Exercise details.
In the forum thread below, what size range does the poster give for the four knowledge files describing watch models?

Developers using chat completions to interface directly with AI models can place any amount of knowledge augmentation context messages they want, on-demand or automatically.

1 Like

@_j how would you decide for this or that setup:

  1. customGPT+external vector database, like qdrant,
  2. Ai Assistant

@rjywjy
My use case is a kind of watch recommendation engine:

  1. Four knowledge files with descriptions of watch models, sized 4-110 Mb, at the moment not chunked,
  2. 6k watch images
  3. 1k pdf watch manuals

User uploads an image of own watch, prompts as text the watch model, like “Seiko Tuna”, or model number, and asks like “recommend me more similar watch models”.

Expected response: AI compares an uploaded image with images in the knowledge, searchs through textual knowledge and responses with a kind of matching/recommendation, like “best match from database is this or that”.

1 Like

I would decide if:

  • I am a subscriber to ChatGPT Plus, the web chatbot, the only place where you can create and use a “GPT” with low code to make API calls to some possible APIs that may allow connections, and want to pay a vector database company for the usage from ChatGPT subscribers if I share it.

Data section.
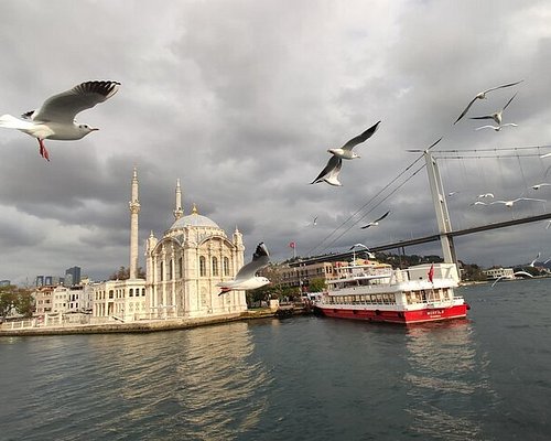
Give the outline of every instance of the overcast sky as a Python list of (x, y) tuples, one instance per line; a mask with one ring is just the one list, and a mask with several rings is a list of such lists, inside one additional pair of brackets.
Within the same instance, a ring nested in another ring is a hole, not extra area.
[[(551, 201), (551, 186), (531, 189), (551, 182), (551, 157), (540, 159), (551, 152), (550, 22), (549, 1), (530, 0), (1, 1), (0, 115), (84, 80), (121, 87), (77, 116), (99, 131), (46, 140), (51, 162), (36, 140), (0, 129), (0, 279), (31, 283), (79, 266), (101, 280), (128, 266), (133, 166), (143, 267), (150, 230), (162, 237), (174, 220), (176, 179), (185, 214), (195, 203), (228, 236), (237, 226), (246, 260), (261, 240), (281, 261), (290, 241), (305, 256), (434, 234), (426, 173), (414, 173), (422, 162), (395, 179), (420, 155), (408, 149), (440, 137), (444, 187), (457, 192), (447, 200), (454, 228), (548, 213), (541, 202), (469, 204), (487, 192)], [(467, 115), (518, 93), (504, 112), (518, 127), (453, 125), (478, 92), (520, 79)], [(361, 158), (344, 161), (343, 186), (310, 185), (328, 148), (378, 120), (355, 149)], [(462, 236), (456, 251), (510, 266), (551, 257), (550, 244), (540, 222)]]

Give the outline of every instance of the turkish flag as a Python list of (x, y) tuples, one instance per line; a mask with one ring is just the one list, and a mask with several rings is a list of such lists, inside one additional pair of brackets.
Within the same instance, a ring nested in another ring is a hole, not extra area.
[(429, 281), (432, 283), (432, 279), (434, 278), (434, 263), (431, 263), (431, 269), (429, 270)]

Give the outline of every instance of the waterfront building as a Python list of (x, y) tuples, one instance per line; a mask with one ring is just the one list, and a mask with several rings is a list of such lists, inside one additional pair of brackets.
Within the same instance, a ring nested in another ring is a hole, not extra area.
[(94, 283), (93, 315), (121, 321), (166, 318), (206, 318), (247, 310), (245, 291), (218, 295), (217, 283), (231, 280), (244, 265), (242, 235), (228, 238), (194, 205), (185, 215), (176, 181), (174, 223), (145, 245), (147, 279), (138, 273), (138, 173), (134, 169), (130, 207), (130, 278)]
[(242, 235), (235, 229), (228, 238), (213, 219), (193, 205), (182, 208), (176, 181), (174, 223), (158, 239), (147, 241), (147, 287), (149, 309), (156, 316), (206, 318), (247, 310), (245, 291), (218, 295), (217, 283), (231, 280), (244, 265)]
[(140, 213), (138, 171), (131, 181), (130, 209), (130, 266), (129, 279), (108, 280), (90, 287), (91, 313), (95, 318), (112, 318), (120, 321), (149, 319), (145, 302), (145, 280), (138, 278), (138, 215)]
[(41, 316), (52, 312), (54, 288), (55, 287), (37, 287), (32, 293), (35, 304), (33, 315)]
[(80, 267), (72, 267), (65, 270), (65, 286), (71, 287), (73, 284), (80, 283)]

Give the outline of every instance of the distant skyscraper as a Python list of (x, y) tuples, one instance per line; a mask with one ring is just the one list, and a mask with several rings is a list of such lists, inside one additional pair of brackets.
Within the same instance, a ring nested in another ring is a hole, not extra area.
[[(67, 277), (71, 275), (71, 277)], [(80, 283), (80, 267), (73, 267), (65, 270), (65, 282), (67, 286)]]

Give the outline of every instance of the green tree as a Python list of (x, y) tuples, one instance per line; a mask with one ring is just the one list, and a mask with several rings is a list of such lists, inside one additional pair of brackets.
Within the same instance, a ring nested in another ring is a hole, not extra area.
[(34, 312), (34, 299), (32, 291), (28, 288), (18, 288), (13, 284), (0, 288), (0, 316), (6, 316), (15, 310), (25, 318), (32, 316)]

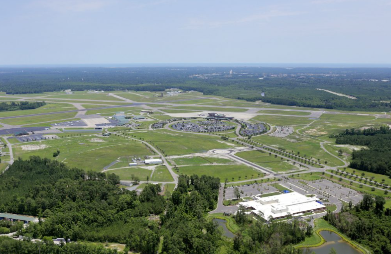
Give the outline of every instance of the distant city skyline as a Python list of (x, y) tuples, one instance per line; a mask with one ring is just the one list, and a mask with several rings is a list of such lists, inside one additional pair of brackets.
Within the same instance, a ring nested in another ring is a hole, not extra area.
[(2, 1), (0, 66), (391, 67), (391, 0)]

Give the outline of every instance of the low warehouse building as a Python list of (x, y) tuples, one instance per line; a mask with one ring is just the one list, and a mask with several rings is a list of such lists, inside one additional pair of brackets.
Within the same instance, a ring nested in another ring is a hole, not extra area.
[(259, 215), (261, 212), (263, 219), (269, 220), (283, 218), (288, 215), (298, 216), (304, 213), (324, 209), (326, 208), (318, 199), (308, 197), (297, 192), (290, 192), (269, 197), (255, 197), (256, 200), (242, 202), (239, 204), (251, 209), (251, 212)]
[(145, 164), (161, 164), (163, 161), (160, 159), (149, 159), (144, 161)]
[(30, 221), (38, 222), (38, 218), (26, 216), (25, 215), (18, 215), (12, 213), (0, 213), (0, 220), (10, 221), (22, 221), (24, 224), (28, 224)]

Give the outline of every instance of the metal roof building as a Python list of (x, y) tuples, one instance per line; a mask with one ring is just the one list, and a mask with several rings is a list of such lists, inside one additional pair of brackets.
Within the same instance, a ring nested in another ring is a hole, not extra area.
[(117, 125), (124, 125), (129, 122), (129, 120), (125, 118), (125, 113), (124, 112), (116, 113), (113, 117), (118, 121)]
[(163, 162), (160, 159), (149, 159), (144, 161), (145, 164), (160, 164)]
[(38, 218), (26, 216), (25, 215), (18, 215), (12, 213), (0, 213), (0, 220), (5, 220), (11, 221), (22, 221), (24, 223), (27, 224), (32, 221), (33, 222), (38, 222)]

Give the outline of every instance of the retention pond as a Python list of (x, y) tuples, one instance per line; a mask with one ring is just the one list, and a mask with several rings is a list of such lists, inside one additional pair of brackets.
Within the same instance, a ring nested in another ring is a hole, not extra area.
[(318, 247), (304, 248), (303, 254), (310, 254), (312, 252), (316, 254), (329, 254), (331, 248), (334, 248), (337, 253), (343, 254), (363, 254), (360, 251), (350, 245), (341, 237), (335, 233), (323, 230), (319, 232), (326, 243)]

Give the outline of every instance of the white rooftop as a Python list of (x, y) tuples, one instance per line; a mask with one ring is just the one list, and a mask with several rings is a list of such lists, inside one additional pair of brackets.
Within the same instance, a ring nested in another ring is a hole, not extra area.
[(256, 200), (241, 202), (239, 204), (252, 208), (252, 212), (256, 214), (258, 214), (260, 211), (261, 211), (265, 220), (268, 220), (270, 216), (273, 218), (279, 218), (286, 216), (288, 213), (293, 215), (325, 207), (316, 202), (317, 198), (306, 197), (294, 192), (269, 197), (255, 197)]

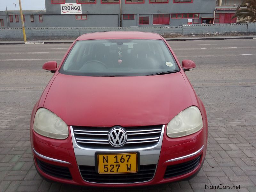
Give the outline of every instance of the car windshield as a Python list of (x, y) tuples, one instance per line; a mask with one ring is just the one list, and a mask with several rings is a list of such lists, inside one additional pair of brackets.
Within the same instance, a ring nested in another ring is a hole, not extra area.
[(77, 41), (60, 72), (90, 76), (142, 76), (179, 70), (163, 40), (104, 39)]

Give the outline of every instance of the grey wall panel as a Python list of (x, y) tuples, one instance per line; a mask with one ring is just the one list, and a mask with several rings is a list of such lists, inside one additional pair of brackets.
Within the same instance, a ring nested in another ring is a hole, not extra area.
[[(109, 16), (111, 16), (110, 15)], [(116, 15), (116, 21), (117, 21)], [(239, 33), (256, 34), (256, 22), (240, 24), (184, 25), (179, 27), (87, 27), (26, 28), (28, 40), (74, 39), (85, 33), (108, 31), (138, 31), (156, 33), (162, 35), (168, 34), (225, 34)], [(23, 39), (21, 28), (0, 28), (0, 40)]]

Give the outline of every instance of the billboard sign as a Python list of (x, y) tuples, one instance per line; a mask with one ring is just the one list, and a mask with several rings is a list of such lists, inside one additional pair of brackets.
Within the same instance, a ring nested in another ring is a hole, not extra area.
[(60, 4), (61, 14), (82, 14), (81, 4), (69, 3)]

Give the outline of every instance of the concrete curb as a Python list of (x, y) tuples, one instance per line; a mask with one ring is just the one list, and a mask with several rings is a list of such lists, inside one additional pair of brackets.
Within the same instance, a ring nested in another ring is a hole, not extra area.
[(211, 37), (209, 38), (191, 38), (189, 39), (165, 39), (167, 41), (200, 41), (200, 40), (224, 40), (226, 39), (252, 39), (255, 38), (253, 37)]
[[(202, 40), (224, 40), (226, 39), (256, 39), (256, 37), (202, 37), (188, 38), (187, 37), (181, 37), (177, 39), (175, 38), (165, 38), (167, 41), (200, 41)], [(71, 44), (74, 41), (49, 41), (49, 42), (28, 42), (26, 43), (24, 42), (0, 42), (0, 45), (18, 45), (24, 44)]]

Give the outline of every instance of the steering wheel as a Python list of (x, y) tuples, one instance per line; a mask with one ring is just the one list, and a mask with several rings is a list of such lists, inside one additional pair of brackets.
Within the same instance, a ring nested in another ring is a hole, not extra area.
[(106, 69), (107, 69), (108, 68), (107, 67), (107, 66), (106, 66), (106, 65), (105, 64), (104, 64), (104, 63), (103, 63), (101, 61), (99, 61), (98, 60), (91, 60), (90, 61), (86, 61), (86, 62), (85, 62), (84, 63), (84, 65), (88, 65), (88, 64), (89, 64), (90, 63), (93, 63), (93, 62), (97, 63), (99, 64), (101, 64), (101, 65), (103, 66), (104, 67), (105, 67), (106, 68)]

Solution for this exercise.
4-110 Mb